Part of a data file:

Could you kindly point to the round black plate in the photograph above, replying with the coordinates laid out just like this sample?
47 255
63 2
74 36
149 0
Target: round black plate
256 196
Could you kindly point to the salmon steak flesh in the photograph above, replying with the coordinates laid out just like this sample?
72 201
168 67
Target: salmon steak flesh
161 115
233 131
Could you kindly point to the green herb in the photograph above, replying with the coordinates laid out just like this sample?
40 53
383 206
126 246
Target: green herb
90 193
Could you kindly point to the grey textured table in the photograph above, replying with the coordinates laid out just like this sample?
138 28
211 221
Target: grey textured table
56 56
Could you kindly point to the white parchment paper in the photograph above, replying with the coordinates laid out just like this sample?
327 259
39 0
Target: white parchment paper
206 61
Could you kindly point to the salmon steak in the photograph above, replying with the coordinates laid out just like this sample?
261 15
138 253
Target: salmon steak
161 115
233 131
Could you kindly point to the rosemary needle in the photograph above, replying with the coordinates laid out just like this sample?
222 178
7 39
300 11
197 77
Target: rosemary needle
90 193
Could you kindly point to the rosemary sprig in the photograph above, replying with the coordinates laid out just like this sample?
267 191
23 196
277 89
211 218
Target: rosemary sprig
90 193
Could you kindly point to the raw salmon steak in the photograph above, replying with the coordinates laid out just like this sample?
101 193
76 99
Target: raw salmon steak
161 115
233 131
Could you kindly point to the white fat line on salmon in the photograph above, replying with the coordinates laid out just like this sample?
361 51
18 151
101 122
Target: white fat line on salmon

> **What the exercise asks**
Retype the records in full. Keep every line identical to the original.

> **Response**
Could you kindly point to the round black plate in the photograph above, replying with the coordinates laid out just like this sample?
47 255
63 2
74 36
149 0
Target: round black plate
256 196
Could you kindly point to the salmon steak flesh in the photograph above, replying with the coordinates laid out just like this sample?
72 201
168 67
Target: salmon steak flesh
161 115
233 131
Could you kindly point to the green herb in the photograph above, replying with the coordinates laid out just like this sample?
40 53
383 206
126 246
Target: green herb
90 193
Could you kindly point to the grey textured table in the photograph above, replying with the coordinates laid out just like this sample?
138 28
211 221
Target: grey textured table
56 56
Could you kindly point to the white parchment paper in the photograph above, replying with the coordinates laid out just like this sample?
327 259
39 0
Target: white parchment paper
206 61
Could you kindly point to the salmon steak in the photograph above, replying with the coordinates laid out just like this sample?
261 15
138 253
Target: salmon steak
161 115
233 131
Could you kindly point to the rosemary needle in the photograph above, replying with the coordinates laid out just like this sample?
222 178
7 39
300 11
197 77
Target: rosemary needle
90 193
Could you kindly point to the rosemary sprig in the photograph above, replying with the coordinates laid out just like this sample?
267 191
23 196
277 89
211 218
Target: rosemary sprig
90 193
Could you kindly point to the raw salmon steak in the photograph above, replying with the coordinates laid out just like this sample?
101 193
76 99
Target: raw salmon steak
161 115
233 131
Could you kindly point to the white fat line on salmon in the photograph above, replying with the coordinates laid out just like this sample?
361 51
18 151
101 122
Target: white fat line on salmon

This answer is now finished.